**WHAT THE TASK ASKS:** Bring together every line in the data that includes "face".

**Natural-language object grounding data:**
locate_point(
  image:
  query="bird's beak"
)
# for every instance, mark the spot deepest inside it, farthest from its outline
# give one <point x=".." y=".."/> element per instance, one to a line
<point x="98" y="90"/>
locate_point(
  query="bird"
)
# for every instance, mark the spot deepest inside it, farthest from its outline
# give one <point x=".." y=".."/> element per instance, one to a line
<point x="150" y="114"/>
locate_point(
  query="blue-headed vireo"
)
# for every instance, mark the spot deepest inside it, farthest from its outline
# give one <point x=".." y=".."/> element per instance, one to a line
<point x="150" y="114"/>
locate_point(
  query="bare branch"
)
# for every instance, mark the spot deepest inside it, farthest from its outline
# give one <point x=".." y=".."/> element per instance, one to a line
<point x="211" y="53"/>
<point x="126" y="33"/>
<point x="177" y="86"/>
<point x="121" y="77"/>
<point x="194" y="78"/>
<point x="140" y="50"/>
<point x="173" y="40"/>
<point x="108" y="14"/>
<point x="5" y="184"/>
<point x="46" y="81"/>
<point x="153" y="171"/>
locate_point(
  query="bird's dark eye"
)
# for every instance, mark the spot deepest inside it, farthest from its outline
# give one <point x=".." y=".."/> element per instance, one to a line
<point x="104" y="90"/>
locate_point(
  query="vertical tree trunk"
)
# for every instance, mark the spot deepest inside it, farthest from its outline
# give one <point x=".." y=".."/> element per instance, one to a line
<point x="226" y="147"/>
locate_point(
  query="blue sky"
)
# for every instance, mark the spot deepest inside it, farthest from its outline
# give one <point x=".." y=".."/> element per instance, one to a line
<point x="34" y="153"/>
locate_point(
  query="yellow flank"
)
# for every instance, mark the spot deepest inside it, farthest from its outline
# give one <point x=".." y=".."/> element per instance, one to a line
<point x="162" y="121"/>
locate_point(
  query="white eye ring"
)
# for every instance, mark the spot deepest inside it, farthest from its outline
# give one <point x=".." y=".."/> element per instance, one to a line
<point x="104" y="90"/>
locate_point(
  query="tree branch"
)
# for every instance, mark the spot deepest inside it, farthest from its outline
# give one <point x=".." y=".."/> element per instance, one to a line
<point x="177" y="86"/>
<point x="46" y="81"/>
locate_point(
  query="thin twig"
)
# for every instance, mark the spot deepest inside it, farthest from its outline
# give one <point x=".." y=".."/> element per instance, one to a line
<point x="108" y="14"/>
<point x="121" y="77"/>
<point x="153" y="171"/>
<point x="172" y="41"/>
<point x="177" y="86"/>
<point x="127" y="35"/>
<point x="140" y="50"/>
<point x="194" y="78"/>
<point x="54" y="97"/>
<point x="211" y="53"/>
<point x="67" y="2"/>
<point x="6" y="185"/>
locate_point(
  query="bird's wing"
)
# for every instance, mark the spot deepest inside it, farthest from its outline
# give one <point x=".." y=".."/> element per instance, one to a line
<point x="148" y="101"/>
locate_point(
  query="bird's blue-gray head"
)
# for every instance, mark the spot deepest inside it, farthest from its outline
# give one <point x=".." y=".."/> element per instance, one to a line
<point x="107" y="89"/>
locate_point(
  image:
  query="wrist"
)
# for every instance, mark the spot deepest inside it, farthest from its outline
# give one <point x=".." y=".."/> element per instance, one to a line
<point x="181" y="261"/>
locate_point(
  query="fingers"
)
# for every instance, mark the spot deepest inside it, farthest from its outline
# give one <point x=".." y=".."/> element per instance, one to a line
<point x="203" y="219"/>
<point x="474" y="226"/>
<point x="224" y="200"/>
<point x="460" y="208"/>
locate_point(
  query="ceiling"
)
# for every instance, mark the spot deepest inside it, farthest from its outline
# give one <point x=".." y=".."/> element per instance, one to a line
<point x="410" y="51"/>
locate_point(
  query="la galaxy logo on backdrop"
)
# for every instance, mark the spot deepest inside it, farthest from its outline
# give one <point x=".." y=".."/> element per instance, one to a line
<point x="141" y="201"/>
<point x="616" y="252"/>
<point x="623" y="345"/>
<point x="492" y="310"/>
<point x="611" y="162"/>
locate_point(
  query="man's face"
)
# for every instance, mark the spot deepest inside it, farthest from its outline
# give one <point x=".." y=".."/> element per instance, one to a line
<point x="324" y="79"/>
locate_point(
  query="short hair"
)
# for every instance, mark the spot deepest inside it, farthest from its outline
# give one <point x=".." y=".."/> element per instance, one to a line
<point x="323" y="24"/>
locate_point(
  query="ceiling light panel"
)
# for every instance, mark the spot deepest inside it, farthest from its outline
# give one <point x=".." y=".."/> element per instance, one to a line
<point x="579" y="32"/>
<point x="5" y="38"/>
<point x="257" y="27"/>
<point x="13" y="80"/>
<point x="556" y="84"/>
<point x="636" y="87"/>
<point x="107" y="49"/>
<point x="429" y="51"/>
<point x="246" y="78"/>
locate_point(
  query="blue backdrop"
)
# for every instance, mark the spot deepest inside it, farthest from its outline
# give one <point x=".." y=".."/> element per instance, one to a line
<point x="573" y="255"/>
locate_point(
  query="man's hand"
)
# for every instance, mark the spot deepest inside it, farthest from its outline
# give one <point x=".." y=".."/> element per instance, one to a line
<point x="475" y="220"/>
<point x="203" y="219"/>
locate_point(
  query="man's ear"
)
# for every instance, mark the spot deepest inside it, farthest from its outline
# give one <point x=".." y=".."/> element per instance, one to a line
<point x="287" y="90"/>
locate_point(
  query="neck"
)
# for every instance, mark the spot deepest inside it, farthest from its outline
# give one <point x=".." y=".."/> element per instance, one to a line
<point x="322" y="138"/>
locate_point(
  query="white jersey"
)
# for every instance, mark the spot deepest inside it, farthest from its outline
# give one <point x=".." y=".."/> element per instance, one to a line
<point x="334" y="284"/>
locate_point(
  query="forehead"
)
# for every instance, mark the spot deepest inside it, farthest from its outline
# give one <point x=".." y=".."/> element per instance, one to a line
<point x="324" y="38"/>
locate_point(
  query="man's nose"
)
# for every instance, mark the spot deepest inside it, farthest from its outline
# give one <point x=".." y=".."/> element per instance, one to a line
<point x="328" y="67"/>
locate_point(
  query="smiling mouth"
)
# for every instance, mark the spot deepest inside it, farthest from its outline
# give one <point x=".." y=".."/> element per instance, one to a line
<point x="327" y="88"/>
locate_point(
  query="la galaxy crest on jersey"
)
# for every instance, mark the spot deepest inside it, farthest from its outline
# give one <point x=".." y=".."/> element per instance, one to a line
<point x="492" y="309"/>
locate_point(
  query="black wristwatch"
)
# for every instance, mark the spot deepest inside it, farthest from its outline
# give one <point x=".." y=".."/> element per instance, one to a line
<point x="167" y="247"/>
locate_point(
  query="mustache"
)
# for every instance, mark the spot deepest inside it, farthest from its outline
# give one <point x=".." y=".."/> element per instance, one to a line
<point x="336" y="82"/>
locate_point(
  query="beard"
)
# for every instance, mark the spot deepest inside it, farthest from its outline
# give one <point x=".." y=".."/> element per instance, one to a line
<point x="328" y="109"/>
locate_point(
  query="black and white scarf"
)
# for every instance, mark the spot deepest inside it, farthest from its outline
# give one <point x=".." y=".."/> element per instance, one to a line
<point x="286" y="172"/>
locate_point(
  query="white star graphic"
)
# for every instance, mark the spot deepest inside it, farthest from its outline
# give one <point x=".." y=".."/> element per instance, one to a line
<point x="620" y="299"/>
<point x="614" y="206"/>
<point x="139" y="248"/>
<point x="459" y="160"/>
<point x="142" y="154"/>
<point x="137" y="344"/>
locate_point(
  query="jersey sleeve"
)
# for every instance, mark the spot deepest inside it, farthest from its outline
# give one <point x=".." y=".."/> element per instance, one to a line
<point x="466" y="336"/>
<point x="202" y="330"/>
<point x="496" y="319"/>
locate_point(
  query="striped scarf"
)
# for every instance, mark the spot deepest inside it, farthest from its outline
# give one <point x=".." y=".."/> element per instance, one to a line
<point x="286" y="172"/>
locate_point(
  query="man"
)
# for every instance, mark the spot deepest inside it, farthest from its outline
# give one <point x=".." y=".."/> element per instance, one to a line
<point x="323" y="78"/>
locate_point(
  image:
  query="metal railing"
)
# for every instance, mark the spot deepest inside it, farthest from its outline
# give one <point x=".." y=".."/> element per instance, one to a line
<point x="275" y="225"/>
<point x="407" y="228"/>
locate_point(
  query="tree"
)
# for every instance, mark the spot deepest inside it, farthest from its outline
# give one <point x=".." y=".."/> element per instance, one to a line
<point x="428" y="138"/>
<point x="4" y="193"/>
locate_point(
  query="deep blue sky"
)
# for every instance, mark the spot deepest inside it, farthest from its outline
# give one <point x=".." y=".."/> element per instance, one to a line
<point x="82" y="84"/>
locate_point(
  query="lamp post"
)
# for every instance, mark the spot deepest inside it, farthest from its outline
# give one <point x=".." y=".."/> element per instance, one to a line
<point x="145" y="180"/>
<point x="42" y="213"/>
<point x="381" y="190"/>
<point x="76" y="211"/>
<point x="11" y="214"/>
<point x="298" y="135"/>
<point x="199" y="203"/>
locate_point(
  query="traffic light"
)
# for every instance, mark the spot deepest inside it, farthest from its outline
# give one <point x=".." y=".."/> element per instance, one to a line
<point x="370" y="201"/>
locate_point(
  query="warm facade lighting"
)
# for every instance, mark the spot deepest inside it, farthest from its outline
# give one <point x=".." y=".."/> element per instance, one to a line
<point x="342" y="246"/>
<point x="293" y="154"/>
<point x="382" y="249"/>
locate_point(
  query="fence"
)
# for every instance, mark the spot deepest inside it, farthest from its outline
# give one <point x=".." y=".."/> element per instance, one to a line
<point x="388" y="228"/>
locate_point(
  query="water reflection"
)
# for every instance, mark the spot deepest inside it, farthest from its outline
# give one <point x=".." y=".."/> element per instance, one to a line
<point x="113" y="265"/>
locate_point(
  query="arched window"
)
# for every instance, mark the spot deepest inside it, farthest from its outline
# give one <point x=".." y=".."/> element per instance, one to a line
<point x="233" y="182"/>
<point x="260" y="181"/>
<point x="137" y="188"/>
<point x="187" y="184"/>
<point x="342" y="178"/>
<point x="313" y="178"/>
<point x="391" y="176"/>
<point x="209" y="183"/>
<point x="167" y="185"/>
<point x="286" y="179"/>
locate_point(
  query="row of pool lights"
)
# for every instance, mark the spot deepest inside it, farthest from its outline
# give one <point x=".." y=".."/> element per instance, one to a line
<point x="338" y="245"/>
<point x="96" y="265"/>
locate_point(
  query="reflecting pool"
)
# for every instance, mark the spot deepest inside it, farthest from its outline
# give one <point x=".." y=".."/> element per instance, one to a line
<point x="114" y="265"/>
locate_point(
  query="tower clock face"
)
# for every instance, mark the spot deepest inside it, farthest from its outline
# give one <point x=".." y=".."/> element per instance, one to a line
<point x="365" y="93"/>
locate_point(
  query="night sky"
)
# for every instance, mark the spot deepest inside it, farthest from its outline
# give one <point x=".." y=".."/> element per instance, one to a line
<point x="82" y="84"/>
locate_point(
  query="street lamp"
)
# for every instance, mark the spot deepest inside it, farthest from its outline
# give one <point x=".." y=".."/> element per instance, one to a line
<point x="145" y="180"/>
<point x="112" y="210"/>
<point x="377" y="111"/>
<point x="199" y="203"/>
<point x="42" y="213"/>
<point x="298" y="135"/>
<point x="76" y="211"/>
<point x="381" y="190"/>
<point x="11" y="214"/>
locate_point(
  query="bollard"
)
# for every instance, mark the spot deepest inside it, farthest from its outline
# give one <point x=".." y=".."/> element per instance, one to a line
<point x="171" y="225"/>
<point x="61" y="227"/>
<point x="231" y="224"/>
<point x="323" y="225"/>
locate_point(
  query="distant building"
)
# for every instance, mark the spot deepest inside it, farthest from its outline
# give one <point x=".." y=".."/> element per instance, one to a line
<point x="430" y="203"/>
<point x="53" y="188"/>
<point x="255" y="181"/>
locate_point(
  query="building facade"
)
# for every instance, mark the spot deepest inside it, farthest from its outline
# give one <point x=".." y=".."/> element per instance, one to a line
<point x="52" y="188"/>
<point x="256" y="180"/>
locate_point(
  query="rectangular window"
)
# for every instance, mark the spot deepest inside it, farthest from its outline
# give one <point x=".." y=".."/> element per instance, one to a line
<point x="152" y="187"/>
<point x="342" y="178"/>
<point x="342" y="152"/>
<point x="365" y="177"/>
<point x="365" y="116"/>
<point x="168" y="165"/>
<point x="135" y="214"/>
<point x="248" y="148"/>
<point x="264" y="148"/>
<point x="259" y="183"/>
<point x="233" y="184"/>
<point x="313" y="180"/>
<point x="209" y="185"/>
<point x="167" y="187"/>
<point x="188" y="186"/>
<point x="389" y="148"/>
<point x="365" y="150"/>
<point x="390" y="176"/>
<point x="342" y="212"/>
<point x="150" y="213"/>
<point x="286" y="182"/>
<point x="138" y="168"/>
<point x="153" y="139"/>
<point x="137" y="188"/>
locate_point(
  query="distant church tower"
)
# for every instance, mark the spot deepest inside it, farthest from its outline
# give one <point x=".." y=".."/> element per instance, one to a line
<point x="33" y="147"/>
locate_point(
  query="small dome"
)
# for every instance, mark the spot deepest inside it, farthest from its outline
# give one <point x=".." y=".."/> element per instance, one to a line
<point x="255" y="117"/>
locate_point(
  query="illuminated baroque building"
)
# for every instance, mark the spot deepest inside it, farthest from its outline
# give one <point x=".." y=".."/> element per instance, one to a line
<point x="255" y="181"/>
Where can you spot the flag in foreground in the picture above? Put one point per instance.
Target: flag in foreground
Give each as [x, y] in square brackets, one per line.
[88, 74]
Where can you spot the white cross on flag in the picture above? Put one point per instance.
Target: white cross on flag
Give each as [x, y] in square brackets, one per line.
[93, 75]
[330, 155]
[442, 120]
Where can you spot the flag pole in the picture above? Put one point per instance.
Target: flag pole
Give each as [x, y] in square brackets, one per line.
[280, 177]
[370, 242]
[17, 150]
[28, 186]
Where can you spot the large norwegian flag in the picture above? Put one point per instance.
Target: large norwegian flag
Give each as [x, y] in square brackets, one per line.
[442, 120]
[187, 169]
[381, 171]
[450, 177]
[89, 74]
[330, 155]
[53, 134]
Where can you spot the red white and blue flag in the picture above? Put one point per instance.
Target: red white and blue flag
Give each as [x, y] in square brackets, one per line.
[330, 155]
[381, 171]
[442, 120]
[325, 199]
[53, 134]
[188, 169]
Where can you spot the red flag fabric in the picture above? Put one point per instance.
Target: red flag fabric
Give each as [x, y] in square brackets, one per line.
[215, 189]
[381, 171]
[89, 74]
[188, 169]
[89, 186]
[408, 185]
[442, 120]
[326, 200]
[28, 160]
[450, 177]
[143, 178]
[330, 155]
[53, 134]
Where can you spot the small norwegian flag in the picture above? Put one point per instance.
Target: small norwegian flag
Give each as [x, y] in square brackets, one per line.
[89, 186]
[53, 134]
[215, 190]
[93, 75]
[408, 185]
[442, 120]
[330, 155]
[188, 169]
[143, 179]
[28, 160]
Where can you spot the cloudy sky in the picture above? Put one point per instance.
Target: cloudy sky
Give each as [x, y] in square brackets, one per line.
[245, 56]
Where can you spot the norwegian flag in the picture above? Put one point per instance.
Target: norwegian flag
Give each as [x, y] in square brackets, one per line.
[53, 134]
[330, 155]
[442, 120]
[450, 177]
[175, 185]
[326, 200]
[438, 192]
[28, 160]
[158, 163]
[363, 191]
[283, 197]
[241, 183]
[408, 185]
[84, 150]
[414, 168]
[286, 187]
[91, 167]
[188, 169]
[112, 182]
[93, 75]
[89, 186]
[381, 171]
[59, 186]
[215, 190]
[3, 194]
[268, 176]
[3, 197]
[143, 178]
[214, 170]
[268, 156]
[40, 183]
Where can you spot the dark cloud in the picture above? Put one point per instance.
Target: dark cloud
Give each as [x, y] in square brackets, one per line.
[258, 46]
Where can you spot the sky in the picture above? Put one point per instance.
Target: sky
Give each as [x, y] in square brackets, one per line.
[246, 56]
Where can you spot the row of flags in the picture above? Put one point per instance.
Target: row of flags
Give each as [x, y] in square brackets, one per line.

**EXERCISE RESULT:**
  query="man's face"
  query="tower clock face"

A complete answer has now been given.